◆ DOCUMENT PASSAGE
########################################

# Predictions for 2013 a/v advancements we'll see at CES



## Robert Zohn (Aug 13, 2011)

Here's a few of my predictions of what we can expect to see at CES 2013:

*PDP advances:*

We should see much higher luminance. In fact, luminance may increase to be as bright as many leading LED displays and when properly set-up the new higher drive systems will deliver a very bright luminance without clipping the lightest shades of gray. 

MLL will be slightly lower so the black levels will again improve without crushing the deepest shade of gray. 

Ambient light filters will be upgraded to preserve the black level in high ambient light conditions.

Flatter gamma across all luminance levels.

Better color accuracy and a wider color gamut.

Fewer screen sizes overall and likely less 42" - 43" series.

Thinner bezels and lower profiles.

Faster phosphor switching, reducing phosphor lag and 3D ghosting

PDP will continue through 2016 or possibly longer.

Big improvement in the remote control units.

Big upgrades to the Smart features, more applications and better integration.

Possibly one larger size from one of the three suppliers.

########################################

◆ EXTRACTED INFORMATION
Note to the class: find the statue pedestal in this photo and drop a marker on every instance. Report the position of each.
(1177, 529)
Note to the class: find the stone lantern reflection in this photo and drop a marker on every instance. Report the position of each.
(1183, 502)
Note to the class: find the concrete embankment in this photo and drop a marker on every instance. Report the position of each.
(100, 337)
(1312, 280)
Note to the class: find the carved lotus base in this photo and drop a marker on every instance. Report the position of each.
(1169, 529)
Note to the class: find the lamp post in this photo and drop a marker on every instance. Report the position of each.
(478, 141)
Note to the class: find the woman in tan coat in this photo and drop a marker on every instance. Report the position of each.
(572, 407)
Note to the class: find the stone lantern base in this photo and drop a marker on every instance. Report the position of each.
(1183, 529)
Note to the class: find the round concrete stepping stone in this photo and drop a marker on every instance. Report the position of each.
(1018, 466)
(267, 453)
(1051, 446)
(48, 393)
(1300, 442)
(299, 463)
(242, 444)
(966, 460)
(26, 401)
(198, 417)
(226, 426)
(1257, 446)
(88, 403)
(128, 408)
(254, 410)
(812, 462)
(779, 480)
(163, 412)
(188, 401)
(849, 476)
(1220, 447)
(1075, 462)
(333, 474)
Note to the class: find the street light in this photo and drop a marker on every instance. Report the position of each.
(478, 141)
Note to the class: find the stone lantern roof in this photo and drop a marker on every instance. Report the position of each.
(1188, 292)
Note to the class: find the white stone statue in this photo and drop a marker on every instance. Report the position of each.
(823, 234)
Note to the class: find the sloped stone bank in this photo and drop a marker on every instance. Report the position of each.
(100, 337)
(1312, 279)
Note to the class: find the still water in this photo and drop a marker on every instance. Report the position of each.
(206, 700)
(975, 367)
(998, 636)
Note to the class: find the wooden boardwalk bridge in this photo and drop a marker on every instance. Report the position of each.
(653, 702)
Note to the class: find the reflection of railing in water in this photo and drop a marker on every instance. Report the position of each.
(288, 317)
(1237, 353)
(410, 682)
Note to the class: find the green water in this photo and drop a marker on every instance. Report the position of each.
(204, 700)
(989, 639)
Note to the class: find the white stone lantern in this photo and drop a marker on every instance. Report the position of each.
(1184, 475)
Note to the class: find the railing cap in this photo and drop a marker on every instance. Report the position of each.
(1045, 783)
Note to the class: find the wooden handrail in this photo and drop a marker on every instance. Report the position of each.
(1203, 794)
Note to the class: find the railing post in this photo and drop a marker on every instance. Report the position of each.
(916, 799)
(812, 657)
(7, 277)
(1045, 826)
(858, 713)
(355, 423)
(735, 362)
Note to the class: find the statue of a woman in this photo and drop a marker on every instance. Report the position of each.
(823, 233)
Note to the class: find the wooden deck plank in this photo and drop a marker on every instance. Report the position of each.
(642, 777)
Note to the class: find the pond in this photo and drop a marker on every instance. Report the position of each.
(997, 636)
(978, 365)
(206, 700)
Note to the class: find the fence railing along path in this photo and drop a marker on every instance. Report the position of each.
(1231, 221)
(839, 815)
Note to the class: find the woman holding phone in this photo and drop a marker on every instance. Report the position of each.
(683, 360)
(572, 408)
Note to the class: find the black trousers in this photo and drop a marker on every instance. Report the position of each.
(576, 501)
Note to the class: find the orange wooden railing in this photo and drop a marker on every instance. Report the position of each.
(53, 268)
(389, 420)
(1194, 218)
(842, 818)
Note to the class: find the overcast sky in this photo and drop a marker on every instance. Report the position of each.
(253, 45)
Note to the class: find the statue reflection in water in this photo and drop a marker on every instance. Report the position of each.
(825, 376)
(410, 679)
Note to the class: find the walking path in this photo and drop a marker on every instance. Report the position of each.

########################################

◆ WHAT TO DO
From the CES predictions post, reproduce word for word the passage starting at "Here's a few" and ending at "shade of gray.".

◆ FULL ANSWER
Here's a few of my predictions of what we can expect to see at CES 2013:

*PDP advances:*

We should see much higher luminance. In fact, luminance may increase to be as bright as many leading LED displays and when properly set-up the new higher drive systems will deliver a very bright luminance without clipping the lightest shades of gray. 

MLL will be slightly lower so the black levels will again improve without crushing the deepest shade of gray.